(Stored items from a collection)
++++++++++++++++++++
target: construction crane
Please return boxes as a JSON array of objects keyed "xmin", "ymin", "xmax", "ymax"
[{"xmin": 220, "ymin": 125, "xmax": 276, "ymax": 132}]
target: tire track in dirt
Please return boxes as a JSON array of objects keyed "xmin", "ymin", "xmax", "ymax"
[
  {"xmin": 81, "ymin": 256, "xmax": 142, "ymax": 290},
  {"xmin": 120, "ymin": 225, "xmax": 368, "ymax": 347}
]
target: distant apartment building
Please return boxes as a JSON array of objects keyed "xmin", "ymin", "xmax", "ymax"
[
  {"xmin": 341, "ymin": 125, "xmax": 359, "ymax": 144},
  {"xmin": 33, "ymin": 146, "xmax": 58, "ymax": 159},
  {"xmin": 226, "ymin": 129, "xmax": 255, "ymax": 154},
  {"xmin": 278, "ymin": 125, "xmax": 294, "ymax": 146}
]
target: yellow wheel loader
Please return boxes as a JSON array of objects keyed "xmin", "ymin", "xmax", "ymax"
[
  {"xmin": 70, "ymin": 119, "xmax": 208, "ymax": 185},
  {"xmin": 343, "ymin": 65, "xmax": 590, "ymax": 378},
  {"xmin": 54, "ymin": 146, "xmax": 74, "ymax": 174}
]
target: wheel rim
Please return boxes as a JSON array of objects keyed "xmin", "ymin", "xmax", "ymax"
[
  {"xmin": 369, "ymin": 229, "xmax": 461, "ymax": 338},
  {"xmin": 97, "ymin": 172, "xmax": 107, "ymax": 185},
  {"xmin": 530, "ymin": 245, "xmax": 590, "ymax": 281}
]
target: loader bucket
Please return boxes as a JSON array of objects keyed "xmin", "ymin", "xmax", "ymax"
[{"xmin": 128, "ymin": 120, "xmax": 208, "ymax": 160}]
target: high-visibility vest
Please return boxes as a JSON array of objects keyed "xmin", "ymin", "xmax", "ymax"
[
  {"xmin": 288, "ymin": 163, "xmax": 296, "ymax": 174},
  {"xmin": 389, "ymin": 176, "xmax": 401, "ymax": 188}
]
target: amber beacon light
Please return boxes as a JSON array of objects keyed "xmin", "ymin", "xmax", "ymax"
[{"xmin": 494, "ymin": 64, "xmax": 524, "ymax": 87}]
++++++++++++++++++++
• Exercise: Write out, exactly as they appear, the lines from the one containing "target: high-visibility vest" through the last line of the records above, both included, and nothing more.

• Reply to the exercise:
target: high-visibility vest
Please return boxes as a JSON array of objects keyed "xmin", "ymin", "xmax", "ymax"
[
  {"xmin": 288, "ymin": 163, "xmax": 296, "ymax": 174},
  {"xmin": 389, "ymin": 176, "xmax": 401, "ymax": 188}
]
target: amber beacon light
Please return boxes as a JSON array of objects keyed "xmin", "ymin", "xmax", "ymax"
[{"xmin": 494, "ymin": 64, "xmax": 524, "ymax": 87}]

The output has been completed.